Segmentation mask data:
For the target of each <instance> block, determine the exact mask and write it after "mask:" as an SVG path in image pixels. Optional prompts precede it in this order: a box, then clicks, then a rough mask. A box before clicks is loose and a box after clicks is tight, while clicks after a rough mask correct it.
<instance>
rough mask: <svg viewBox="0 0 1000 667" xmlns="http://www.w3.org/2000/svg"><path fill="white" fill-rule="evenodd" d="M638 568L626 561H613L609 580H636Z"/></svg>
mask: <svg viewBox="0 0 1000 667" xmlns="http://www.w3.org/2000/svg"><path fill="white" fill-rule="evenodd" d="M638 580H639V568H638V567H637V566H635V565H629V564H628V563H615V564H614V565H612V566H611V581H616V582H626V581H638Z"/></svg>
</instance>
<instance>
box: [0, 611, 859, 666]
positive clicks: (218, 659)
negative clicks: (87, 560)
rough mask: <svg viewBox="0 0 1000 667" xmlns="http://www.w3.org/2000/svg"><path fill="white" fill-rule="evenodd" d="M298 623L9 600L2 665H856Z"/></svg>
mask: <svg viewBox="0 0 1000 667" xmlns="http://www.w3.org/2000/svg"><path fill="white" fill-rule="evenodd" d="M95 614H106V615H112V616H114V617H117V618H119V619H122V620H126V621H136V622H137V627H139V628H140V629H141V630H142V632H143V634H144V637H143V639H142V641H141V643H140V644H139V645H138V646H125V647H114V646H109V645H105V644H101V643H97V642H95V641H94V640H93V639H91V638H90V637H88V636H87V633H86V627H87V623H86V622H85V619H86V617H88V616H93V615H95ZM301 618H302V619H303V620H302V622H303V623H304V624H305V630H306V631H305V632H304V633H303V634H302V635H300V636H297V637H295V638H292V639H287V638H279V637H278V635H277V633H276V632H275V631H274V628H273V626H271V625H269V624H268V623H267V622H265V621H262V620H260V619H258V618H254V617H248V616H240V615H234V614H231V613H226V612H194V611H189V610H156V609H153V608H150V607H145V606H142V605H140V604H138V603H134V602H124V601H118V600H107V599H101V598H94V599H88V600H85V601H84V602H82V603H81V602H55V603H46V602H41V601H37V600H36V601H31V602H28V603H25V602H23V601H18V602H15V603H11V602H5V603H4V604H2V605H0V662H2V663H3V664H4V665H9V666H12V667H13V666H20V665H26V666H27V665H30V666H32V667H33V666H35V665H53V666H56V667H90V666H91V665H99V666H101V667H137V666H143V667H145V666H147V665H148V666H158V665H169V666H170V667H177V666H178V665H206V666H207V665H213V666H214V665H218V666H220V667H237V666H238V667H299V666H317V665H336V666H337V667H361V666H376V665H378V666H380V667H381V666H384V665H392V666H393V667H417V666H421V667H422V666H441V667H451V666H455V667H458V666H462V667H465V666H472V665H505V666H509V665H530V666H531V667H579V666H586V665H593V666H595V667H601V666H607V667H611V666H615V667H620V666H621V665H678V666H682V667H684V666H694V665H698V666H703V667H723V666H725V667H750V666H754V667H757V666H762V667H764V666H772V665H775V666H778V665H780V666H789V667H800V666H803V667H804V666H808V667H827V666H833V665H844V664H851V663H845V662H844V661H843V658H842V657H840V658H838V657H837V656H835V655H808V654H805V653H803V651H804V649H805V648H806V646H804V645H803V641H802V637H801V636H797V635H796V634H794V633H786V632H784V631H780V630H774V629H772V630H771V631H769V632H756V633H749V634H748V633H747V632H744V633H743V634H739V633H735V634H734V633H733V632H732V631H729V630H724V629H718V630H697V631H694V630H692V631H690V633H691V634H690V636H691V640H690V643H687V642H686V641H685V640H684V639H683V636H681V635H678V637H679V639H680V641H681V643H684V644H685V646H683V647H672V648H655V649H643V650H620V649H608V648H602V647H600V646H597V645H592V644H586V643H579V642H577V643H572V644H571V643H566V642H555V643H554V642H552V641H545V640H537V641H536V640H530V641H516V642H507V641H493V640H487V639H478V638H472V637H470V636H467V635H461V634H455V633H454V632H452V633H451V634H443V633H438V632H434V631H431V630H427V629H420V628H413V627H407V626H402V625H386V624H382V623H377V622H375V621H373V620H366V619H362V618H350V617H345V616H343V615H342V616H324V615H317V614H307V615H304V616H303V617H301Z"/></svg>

Problem details: How many lines of the material contain the string "instance", with case counting? Reply with the number only.

The answer: 4